» **Goal**
Your task is to copy the listing exactly. Drop any pictures from the copy.

» **Dataset extract**
↓↓↓

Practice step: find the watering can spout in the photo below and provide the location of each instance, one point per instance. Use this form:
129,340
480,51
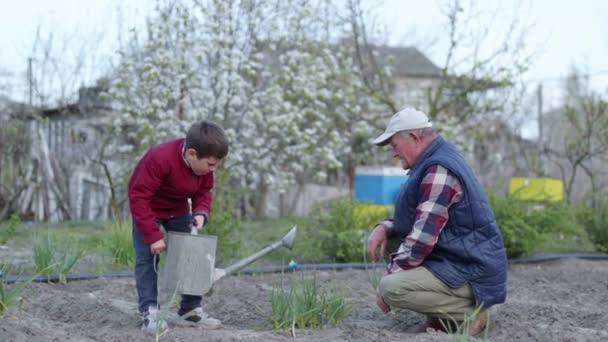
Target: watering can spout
290,238
287,241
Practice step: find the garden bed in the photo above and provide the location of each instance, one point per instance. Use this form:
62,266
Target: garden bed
563,300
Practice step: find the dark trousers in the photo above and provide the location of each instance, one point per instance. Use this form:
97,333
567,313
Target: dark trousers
146,279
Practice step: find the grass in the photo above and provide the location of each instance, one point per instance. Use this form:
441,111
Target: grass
304,304
109,243
120,244
10,294
52,257
462,330
558,243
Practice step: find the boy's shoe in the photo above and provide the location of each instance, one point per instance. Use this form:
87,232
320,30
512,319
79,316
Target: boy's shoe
197,317
153,324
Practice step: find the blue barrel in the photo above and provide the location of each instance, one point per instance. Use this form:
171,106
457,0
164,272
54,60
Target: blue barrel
378,184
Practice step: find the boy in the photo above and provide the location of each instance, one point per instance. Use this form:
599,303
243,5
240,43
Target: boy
164,179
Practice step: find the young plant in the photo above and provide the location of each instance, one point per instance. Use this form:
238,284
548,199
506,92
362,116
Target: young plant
374,274
120,244
9,228
306,305
43,255
461,331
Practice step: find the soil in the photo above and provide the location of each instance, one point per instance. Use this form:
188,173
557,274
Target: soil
564,300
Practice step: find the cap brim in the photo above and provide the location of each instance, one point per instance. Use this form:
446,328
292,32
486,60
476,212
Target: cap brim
382,139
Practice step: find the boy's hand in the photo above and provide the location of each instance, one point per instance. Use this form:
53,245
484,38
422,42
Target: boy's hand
382,304
158,247
199,222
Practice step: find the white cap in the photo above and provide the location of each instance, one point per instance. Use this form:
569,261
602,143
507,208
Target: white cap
404,120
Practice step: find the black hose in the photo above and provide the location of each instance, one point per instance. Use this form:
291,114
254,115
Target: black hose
287,268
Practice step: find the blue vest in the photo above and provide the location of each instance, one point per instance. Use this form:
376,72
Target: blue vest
470,248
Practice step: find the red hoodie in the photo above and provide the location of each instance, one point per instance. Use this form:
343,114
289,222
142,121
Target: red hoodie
160,187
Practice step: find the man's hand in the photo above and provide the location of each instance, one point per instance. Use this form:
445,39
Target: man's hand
377,239
218,273
158,247
382,304
199,222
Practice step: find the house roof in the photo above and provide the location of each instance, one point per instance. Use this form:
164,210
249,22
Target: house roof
408,61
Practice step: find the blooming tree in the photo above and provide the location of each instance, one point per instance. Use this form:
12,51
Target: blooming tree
290,102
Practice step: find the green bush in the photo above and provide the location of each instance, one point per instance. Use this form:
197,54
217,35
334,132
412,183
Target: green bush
529,227
342,227
593,215
519,235
53,257
226,225
120,243
8,229
11,293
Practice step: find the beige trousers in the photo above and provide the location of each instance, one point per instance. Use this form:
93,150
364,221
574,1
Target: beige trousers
419,290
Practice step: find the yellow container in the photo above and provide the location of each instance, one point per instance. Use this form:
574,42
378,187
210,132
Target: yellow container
536,189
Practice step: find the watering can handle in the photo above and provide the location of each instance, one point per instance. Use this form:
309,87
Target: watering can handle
193,229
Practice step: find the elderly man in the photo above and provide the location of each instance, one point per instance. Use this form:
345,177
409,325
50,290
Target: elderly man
451,264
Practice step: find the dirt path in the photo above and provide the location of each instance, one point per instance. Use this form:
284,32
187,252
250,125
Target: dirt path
564,300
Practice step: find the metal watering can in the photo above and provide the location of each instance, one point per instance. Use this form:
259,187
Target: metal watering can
190,261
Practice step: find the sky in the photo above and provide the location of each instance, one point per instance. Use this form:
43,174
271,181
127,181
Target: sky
562,33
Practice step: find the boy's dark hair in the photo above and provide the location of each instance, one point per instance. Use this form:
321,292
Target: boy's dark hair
207,139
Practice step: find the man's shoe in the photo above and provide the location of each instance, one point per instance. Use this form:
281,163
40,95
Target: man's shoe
197,317
471,328
153,324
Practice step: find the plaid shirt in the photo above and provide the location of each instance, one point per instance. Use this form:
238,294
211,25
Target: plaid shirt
439,189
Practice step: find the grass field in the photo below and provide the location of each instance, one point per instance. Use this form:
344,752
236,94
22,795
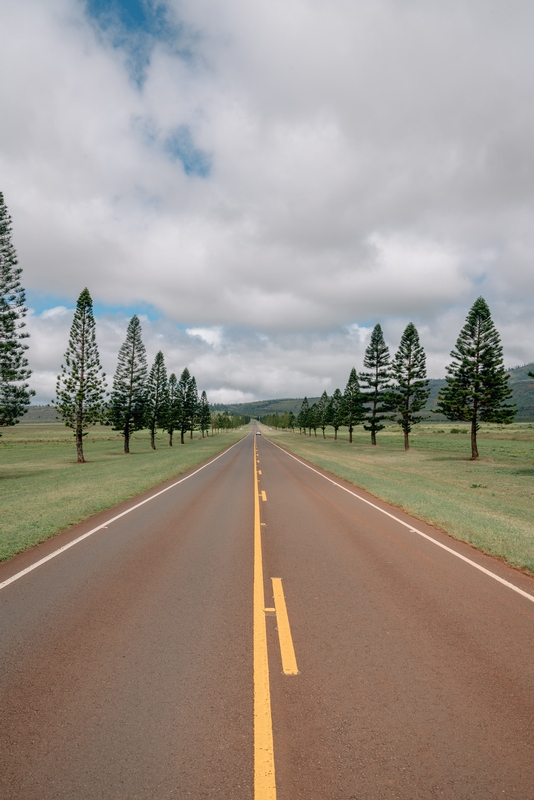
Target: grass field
488,503
44,491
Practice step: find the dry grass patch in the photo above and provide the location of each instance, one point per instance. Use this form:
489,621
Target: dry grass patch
44,491
488,503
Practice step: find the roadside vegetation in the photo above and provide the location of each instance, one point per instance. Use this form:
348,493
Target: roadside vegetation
43,491
488,502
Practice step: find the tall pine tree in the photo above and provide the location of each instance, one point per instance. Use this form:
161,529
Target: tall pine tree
477,384
353,410
172,417
322,407
303,415
204,414
195,406
376,383
410,391
15,395
127,409
335,411
186,404
81,388
157,397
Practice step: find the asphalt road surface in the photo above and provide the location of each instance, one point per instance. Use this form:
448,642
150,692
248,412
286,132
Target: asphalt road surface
134,663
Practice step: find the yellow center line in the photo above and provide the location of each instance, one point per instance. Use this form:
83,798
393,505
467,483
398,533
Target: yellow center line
289,661
264,777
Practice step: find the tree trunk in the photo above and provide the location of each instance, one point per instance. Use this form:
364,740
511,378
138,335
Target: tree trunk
79,444
474,448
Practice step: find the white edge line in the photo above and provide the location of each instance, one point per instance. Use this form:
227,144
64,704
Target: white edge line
411,528
113,519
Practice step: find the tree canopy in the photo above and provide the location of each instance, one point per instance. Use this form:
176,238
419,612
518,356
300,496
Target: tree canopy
477,384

↑↑↑

» **Answer below**
Practice step: find the watering can spout in the photo below and provide the location of each instance, one point per instance. Use this form:
129,340
480,51
Target: watering can spout
290,238
287,241
Practice step: find the garden bed in the photo above and provide the location of each instance, one point per instance. Use this form:
62,266
Target: garden bed
563,300
Practice step: find the dark trousers in the photo above and provide the location of each instance, one point per instance. Use this form:
97,333
567,313
Target: dark trousers
146,279
Practice step: find the grass in the photo above and provide the location of each instance, one point per instance. Use this form:
441,111
Target: grass
304,304
109,243
120,244
10,294
52,257
462,330
558,243
Practice step: find the boy's shoe in the photo above and provide the location of each instance, one point per instance. Use this form:
87,232
320,30
512,319
79,316
Target: boy's shoe
197,317
153,324
Practice step: find the blue barrel in the photo above and provide the location of each instance, one point per instance. Use this form:
171,106
457,0
164,272
54,60
Target: blue barrel
378,184
Practice step: find the boy in the photo above and provide the location of each instance, one point per instance. Use this form:
599,303
243,5
240,43
Target: boy
164,179
Practice step: find the young plant in the photo above and provide the location of each instance, one point per instance. Use this form:
238,284
548,199
506,92
362,116
Target: young plant
374,274
120,244
9,228
306,305
43,255
461,331
Practice step: find the soil in the photo above and provide the location of each instance, one point per instance. Use this form:
188,173
557,274
Target: soil
564,300
Practice step: find the cap brim in the photo above and provide the location of each instance, one point per instance. Use this form:
446,328
292,32
486,60
476,212
Target: cap brim
382,139
Practice step: find the boy's hand in the photo above and provide the location of each instance, one point per instance. Use this form:
53,245
484,38
422,42
Target: boy's hand
382,304
158,247
199,222
Practice step: find the white cap in the photo above and provide the location of each instance, one point per instance. Use this form:
569,261
602,143
507,208
Target: white cap
404,120
Practice step: find the black hose in the photo above and provide the location of each instance, one point per instance. Use this form:
291,114
254,115
Target: black hose
287,268
Practice step: find the blue vest in the photo above and provide the location of each instance, one point per instance. Use this form:
376,72
Target: blue vest
470,248
Practice step: find the red hoodie in the photo above and provide the location of each instance, one point per instance. Use this form:
343,114
289,222
142,121
Target: red hoodie
160,187
Practice step: find the man's hand in the photo above and provide the location of each instance, one point per instance. Use this form:
445,39
Target: man's hand
377,239
218,273
158,247
382,304
199,222
Practice step: find the house roof in the photo above and provide the location of each instance, one point per instance. Use this form:
164,210
249,22
Target: house roof
408,61
Practice step: find the blooming tree in the photo above and provide the location of each instance, one point per instance. Use this form:
12,51
Target: blooming tree
290,102
Practice step: find the green bush in the photo above and provide the location of each instance, one point per instance. Use this form:
197,54
217,35
334,132
412,183
Target: green bush
529,227
342,227
593,215
519,235
53,257
226,225
120,243
8,229
11,293
Practice step: find the beige trousers in the photo above and provide the location of each instance, one point per instance. Use this form:
93,150
364,221
574,1
Target: beige trousers
419,290
Practice step: find the yellow container in the photo above and provide the location of each instance, one point per instance. Use this form:
574,42
378,187
210,132
Target: yellow container
536,189
Practice step: find the watering can handle in the photo above and provide the location of each instance, one point per instance. Use this form:
309,87
Target: watering can handle
193,229
Practice step: find the elderly man in the photo above and provide the location of each instance, one point per instance. Use this form:
345,177
409,325
50,290
Target: elderly man
451,264
Practice step: find the dirt path in the photo above and provide the location of each instance, one point per instance. Use this form:
284,32
187,252
250,125
Target: dirt path
564,300
Practice step: find the metal watering can in the photo above and provide the location of each instance, one point per instance. Use this form:
259,187
Target: metal watering can
190,261
Practice step: find the sky in the photo above and provide the location of each instance, one point per instance. Use this form:
43,174
271,181
127,181
Target: sky
562,33
Practice step: find the boy's dark hair in the photo above and provide the location of each instance, one point per instance. Use this form:
321,292
Target: boy's dark hair
207,139
Practice step: find the man's shoe in the photo above and provide the location of each instance, one point per instance. Use this form:
281,163
40,95
Target: man's shoe
197,317
471,328
153,324
Practice step: find the plaid shirt in the photo above and provide the location of each instance, one point per instance. Use this form:
238,294
211,25
Target: plaid shirt
439,189
Practice step: find the grass field in the photo below and provide the location of each instance, one point per instance. Use this form:
344,752
236,94
22,795
Target: grass field
488,503
44,491
Practice step: find the dry grass patch in the photo above and provide the location of each instance, one point per instance. Use this form:
489,621
Target: dry grass patch
44,491
488,503
Practice step: find the roadside vegetation in the photo above and provide the location of each instance, one point per instance. Use this form:
348,493
Target: roadside vegetation
43,491
488,502
Practice step: find the tall pine tree in the photo above and provide the location of each instance, one point per instance. Use this form:
161,529
Target: tall pine tree
477,384
353,410
172,417
322,407
303,415
204,414
195,406
376,383
410,391
15,395
127,409
335,411
186,404
81,388
157,397
Practice step: find the asphalt road surface in the photo above and provide the location of each instance, one point per instance. Use this form:
448,642
150,692
248,412
286,132
Target: asphalt road surface
134,663
Practice step: find the yellow center line in the photo above and provide the location of each instance, one point per instance. Use this form:
83,798
393,505
467,483
398,533
Target: yellow center line
289,661
264,777
Practice step: find the tree trunk in the photo above and provide the location of each instance, one point per instance. Use this form:
364,740
511,378
138,335
Target: tree trunk
79,444
474,448
Practice step: find the white edge line in the photo above and provide the location of each instance, one point per instance. Use this form:
227,144
64,704
Target: white edge line
411,528
113,519
Practice step: find the tree canopy in the photo above and provide the location of each instance, one point per instance. Use this form:
176,238
419,612
518,356
300,496
Target: tree canopy
477,384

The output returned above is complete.